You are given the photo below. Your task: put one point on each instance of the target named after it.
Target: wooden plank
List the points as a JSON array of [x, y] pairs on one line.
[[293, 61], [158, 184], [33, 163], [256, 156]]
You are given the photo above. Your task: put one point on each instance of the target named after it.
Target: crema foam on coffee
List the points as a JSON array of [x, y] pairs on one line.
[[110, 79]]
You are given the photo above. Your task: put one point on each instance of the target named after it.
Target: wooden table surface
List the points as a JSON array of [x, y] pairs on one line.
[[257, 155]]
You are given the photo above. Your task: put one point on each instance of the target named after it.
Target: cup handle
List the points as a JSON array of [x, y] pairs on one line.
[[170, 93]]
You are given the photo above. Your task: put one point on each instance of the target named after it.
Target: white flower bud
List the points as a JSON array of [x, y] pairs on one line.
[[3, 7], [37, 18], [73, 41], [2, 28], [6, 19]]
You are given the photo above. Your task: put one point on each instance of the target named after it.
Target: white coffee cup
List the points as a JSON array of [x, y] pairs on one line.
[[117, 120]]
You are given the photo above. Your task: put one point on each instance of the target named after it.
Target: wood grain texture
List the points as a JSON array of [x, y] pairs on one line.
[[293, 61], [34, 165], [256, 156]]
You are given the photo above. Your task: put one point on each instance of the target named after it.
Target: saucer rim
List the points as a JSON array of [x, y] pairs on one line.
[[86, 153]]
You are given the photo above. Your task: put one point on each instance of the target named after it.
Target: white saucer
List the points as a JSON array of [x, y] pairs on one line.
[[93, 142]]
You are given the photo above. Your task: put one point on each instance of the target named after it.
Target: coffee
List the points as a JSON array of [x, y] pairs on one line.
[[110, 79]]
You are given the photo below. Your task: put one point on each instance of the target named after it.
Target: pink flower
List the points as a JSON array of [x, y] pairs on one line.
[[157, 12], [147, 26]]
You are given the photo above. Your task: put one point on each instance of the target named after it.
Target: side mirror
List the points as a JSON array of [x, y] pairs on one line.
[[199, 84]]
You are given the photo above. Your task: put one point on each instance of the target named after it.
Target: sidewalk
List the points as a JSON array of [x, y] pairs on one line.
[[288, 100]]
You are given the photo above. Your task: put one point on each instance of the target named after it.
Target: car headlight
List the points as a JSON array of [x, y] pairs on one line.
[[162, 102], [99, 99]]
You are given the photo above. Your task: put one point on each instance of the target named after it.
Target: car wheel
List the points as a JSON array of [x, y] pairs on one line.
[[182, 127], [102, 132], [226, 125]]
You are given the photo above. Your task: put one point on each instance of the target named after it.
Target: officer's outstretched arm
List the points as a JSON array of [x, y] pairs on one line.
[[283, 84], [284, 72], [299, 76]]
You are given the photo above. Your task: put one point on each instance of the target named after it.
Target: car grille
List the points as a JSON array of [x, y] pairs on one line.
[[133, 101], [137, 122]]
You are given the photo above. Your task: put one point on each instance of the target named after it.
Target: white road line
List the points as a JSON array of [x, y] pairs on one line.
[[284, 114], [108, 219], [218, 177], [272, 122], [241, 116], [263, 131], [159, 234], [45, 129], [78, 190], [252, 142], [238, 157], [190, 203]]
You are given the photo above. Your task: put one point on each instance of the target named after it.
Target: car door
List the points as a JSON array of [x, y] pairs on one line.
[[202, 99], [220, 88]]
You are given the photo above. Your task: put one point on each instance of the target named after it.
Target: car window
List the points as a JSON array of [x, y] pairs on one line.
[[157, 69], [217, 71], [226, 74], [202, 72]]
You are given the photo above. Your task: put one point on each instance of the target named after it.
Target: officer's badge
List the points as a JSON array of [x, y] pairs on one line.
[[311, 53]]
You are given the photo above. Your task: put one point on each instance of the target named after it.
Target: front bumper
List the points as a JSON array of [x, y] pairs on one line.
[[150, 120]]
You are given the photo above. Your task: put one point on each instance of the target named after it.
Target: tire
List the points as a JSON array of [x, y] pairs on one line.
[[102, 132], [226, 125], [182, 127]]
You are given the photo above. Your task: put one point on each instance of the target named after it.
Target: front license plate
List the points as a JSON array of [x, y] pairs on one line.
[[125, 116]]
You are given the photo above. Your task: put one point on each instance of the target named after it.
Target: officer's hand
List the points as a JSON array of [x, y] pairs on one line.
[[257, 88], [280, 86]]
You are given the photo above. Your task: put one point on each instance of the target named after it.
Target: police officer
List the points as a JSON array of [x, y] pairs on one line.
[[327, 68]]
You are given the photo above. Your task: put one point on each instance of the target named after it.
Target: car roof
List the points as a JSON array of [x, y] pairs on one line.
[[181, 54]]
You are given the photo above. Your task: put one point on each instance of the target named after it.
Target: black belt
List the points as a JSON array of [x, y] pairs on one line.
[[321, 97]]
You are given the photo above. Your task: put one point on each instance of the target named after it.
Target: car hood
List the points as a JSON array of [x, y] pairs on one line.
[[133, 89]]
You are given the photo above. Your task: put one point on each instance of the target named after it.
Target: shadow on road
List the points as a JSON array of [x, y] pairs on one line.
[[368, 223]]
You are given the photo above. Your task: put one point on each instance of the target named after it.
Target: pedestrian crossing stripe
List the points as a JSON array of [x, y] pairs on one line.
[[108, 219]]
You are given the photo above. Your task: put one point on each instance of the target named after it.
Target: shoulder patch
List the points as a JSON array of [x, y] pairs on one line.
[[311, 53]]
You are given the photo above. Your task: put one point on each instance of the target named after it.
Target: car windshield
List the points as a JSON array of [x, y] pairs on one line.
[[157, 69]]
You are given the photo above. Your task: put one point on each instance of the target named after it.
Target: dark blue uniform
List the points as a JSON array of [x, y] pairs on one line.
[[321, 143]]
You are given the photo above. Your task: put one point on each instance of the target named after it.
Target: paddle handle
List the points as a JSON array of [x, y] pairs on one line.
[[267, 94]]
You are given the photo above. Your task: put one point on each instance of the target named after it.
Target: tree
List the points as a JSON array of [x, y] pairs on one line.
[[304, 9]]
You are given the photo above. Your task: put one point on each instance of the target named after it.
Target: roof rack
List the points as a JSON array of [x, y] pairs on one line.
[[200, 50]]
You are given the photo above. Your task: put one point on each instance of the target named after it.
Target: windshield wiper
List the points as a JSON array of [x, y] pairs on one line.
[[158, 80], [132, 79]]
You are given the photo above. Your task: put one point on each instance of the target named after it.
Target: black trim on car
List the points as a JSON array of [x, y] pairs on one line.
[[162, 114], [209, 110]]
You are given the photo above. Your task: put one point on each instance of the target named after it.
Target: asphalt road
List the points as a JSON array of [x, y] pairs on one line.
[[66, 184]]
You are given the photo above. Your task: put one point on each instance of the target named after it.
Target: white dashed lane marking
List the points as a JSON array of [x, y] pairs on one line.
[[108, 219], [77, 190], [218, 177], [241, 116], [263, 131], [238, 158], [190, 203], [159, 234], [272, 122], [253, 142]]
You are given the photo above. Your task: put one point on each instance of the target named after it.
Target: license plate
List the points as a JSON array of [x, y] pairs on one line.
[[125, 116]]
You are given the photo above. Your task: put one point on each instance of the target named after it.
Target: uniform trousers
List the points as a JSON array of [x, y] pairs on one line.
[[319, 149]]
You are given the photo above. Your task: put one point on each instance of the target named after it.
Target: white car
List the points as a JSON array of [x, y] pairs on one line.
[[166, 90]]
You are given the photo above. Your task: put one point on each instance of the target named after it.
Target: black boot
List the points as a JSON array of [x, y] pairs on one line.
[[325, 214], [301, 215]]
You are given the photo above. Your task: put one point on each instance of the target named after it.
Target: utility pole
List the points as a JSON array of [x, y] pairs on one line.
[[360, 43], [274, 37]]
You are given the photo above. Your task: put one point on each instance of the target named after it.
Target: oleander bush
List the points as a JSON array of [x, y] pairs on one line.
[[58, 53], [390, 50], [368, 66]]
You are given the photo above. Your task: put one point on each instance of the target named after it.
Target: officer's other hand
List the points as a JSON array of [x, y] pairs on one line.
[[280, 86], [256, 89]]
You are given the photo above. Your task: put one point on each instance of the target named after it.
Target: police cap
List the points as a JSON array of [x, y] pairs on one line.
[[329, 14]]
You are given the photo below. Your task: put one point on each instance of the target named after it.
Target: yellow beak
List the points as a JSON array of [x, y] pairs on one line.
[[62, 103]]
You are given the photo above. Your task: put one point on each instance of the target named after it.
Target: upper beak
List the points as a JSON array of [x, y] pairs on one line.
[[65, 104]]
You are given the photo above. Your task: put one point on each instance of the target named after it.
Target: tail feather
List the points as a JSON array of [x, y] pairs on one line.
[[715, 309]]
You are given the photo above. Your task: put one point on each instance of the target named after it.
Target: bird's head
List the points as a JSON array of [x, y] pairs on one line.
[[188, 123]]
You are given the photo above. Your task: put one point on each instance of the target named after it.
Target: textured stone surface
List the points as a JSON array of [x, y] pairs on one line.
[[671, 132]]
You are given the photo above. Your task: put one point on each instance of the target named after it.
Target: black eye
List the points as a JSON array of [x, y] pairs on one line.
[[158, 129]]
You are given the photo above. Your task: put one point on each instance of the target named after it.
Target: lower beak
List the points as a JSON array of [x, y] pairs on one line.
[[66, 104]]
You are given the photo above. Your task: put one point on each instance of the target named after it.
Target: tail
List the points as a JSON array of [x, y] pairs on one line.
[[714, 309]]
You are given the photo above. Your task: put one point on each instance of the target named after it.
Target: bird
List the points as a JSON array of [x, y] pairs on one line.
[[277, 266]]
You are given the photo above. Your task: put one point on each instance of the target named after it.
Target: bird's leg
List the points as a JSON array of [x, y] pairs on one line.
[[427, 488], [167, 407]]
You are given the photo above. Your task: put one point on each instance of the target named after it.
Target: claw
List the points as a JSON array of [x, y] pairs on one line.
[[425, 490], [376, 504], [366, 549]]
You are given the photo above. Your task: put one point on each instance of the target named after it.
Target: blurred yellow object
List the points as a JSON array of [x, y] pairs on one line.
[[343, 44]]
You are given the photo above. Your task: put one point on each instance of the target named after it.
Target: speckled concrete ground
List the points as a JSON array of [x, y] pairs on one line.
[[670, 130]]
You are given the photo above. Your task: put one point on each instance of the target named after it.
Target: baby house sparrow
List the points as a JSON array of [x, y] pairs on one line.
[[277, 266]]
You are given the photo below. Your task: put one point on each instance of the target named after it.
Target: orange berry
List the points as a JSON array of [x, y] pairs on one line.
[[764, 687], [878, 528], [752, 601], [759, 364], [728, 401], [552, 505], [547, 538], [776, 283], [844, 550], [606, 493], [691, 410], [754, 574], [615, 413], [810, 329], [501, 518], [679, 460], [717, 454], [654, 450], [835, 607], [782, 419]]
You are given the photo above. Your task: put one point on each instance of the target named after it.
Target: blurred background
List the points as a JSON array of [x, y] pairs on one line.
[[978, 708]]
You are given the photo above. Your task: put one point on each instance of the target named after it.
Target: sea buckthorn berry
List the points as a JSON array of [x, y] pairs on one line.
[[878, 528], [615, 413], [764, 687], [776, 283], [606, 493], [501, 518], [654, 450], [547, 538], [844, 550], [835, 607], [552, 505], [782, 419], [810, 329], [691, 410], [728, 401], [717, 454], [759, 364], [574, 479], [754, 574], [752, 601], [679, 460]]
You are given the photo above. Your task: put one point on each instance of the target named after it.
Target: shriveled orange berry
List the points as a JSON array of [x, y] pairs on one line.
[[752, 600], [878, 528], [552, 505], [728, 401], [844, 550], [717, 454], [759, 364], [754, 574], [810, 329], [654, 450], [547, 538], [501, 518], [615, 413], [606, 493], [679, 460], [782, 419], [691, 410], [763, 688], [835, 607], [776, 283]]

....

== Direction ==
Retype the records exactly, starting at the first line and ending at the line that contains "[[157, 12], [147, 26]]".

== Result for this task ==
You are given the photo below. Your task: put one point on each instance of the target named after it.
Target: wooden plank
List the points as a JSON array of [x, y] pairs on one line.
[[293, 61], [158, 184], [33, 163], [256, 156]]
You are given the photo above. Your task: put one point on each instance of the target named after it.
Target: crema foam on coffee
List the points as a JSON array of [x, y] pairs on one line.
[[110, 79]]
You are given the photo above. Your task: put one point on each instance of the target named after it.
Target: wooden table surface
List the points as a JSON array of [x, y] pairs on one line.
[[257, 155]]
You are given the photo above. Your task: put one point on each instance of the target named after it.
Target: cup handle
List the points as a JSON array of [x, y] pairs on one line.
[[170, 93]]
You are given the photo above. Your task: put one point on each instance of the target named after it.
Target: white flower bud
List the points as a JSON array of [x, y] pairs on one line.
[[3, 7], [37, 18], [73, 41], [2, 28], [6, 19]]
You are given the photo above. Your task: put one point on each instance of the target named after it.
Target: white coffee cup
List the points as a JSON array of [x, y] pairs on one line.
[[117, 120]]
You are given the photo above. Your task: put one point on each instance of the target named after it.
Target: wood grain texture
List the points as a JSON array of [x, y] pairs on one line.
[[293, 61], [34, 165], [256, 156]]
You are given the photo above. Your task: put one point on each instance of the target named after it.
Target: saucer rim
List the points as a JSON array of [x, y] pairs on one line.
[[86, 153]]
You are given the photo above. Your task: put one point on each instance of the target named after it.
Target: white saucer
List the points as a JSON array of [x, y] pairs on one line.
[[93, 142]]
You are given the photo above. Your task: put one point on each instance of the target named after it.
Target: coffee
List the points as a JSON array of [x, y] pairs on one line.
[[110, 79]]
You are given the photo below. Your task: put one point on each instance of the target named after it.
Target: pink flower
List the points as a JSON array of [x, y] pairs on one line.
[[157, 12], [147, 26]]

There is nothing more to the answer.